-- Selection --
※

Item 1.01 Entry into a Material Definitive Agreement

A.  
Agreements with United Airlines and Export Development Canada

Since 2007, Colgan Air, Inc. (“Colgan”) has performed regional air services for Continental Airlines, Inc. (“Continental”) with respect to Q400 and Q400NG aircraft predominantly out of Continental’s hub at Newark Liberty International Airport pursuant to a capacity purchase agreement (the “Capacity Purchase Agreement”) and related Ancillary Agreements (as defined in the Capacity Purchase Agreement) related to fuel and ground handling, each dated as of February 2, 2007 (together with the Capacity Purchase Agreement, collectively, the “Prior Agreements”).  Pinnacle Airlines Corp. (the “Company,” and together with Colgan, the “Companies”) guaranteed Colgan’s obligations under the Prior Agreements pursuant to the Guarantee Agreement, dated as of February 2, 2007 (the “Guarantee”).

The Capacity Purchase Agreement provided for Colgan to be compensated at pre-set rates for the capacity that it provided to Continental. Colgan was responsible for its own expenses associated with flight crews, maintenance, dispatch, aircraft ownership, and general and administrative costs.  In addition, Continental reimbursed Colgan without markup for certain reconciled costs, such as landing fees, most station-related costs not otherwise provided by Continental or its designee, aircraft hull and passenger liability insurance (subject to certain requirements) and passenger-related costs.

※

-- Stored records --
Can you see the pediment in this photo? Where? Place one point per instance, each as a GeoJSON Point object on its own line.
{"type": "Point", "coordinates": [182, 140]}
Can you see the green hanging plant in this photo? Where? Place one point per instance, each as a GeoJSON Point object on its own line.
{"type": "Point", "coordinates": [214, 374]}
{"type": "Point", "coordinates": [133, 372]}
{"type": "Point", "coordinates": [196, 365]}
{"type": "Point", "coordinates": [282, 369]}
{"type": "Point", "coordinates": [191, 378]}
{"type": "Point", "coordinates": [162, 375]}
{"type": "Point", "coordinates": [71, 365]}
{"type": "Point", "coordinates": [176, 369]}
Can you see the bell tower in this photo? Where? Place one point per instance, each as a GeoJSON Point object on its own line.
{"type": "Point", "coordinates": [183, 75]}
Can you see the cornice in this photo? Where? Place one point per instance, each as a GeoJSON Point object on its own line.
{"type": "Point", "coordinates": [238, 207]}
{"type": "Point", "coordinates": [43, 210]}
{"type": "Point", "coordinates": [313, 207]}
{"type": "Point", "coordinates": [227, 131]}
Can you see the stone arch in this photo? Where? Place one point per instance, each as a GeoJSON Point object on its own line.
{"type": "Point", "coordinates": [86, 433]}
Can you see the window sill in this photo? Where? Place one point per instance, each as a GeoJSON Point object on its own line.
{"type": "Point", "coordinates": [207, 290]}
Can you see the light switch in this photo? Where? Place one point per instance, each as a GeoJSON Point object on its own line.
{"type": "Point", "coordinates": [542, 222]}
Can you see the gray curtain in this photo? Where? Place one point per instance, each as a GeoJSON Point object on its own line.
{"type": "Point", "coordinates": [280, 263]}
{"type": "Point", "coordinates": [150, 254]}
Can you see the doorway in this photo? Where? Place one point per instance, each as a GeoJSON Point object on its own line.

※

-- Task to carry out --
Write out the filing excerpt, everything from "The Capacity Purchase Agreement provided" down to "and passenger-related costs.". The lines have no connection to the filing excerpt.

-- Solution for this problem --
The Capacity Purchase Agreement provided for Colgan to be compensated at pre-set rates for the capacity that it provided to Continental. Colgan was responsible for its own expenses associated with flight crews, maintenance, dispatch, aircraft ownership, and general and administrative costs.  In addition, Continental reimbursed Colgan without markup for certain reconciled costs, such as landing fees, most station-related costs not otherwise provided by Continental or its designee, aircraft hull and passenger liability insurance (subject to certain requirements) and passenger-related costs.